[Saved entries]
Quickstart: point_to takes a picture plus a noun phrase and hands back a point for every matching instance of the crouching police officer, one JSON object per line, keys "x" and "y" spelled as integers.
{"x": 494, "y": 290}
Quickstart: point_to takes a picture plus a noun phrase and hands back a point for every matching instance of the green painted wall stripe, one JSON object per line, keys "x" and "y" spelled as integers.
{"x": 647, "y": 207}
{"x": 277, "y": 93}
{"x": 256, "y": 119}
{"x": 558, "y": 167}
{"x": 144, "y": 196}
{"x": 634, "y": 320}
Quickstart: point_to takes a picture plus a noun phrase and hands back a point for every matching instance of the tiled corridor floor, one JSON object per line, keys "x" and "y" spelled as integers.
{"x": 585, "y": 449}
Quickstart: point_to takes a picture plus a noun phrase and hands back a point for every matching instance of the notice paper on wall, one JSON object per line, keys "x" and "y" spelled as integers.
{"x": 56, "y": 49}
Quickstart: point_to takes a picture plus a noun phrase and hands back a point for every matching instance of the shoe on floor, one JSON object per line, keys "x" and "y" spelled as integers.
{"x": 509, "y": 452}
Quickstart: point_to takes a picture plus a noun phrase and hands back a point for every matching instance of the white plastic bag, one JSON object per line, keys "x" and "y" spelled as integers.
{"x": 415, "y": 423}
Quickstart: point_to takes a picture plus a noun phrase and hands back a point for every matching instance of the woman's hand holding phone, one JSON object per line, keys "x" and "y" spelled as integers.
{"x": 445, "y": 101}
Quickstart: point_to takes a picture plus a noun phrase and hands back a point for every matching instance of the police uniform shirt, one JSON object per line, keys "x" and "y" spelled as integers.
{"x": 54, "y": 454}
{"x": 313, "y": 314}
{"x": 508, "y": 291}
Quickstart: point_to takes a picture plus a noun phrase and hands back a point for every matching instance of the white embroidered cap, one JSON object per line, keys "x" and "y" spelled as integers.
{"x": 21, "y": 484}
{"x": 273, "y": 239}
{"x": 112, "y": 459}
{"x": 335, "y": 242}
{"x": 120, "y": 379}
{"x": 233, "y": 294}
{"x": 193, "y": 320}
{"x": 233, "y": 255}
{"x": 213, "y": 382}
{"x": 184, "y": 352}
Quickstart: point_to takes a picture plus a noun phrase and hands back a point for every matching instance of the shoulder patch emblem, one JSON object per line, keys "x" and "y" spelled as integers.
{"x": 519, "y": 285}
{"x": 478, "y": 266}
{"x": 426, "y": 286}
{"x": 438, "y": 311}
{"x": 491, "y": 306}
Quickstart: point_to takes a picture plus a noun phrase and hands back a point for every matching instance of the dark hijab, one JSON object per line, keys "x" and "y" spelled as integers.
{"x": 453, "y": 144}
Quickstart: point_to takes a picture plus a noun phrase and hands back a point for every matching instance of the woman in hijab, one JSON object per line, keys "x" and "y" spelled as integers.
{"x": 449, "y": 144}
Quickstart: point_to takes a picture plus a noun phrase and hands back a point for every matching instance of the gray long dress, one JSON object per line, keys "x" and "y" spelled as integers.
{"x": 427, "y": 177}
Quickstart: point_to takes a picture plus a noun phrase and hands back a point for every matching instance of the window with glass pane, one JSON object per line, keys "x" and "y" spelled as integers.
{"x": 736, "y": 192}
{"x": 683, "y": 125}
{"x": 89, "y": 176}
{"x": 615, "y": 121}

_Work request:_ Retype, exactly as shown, the lines from the one with "of the window" through the end of the records.

_Written solution:_
Quickstart: point_to takes a picture plus a noun phrase and hands back a point for every matching instance of the window with glass pane, one JSON object per line, keys "x" and "y" spelled as integers.
{"x": 736, "y": 192}
{"x": 683, "y": 125}
{"x": 89, "y": 176}
{"x": 615, "y": 121}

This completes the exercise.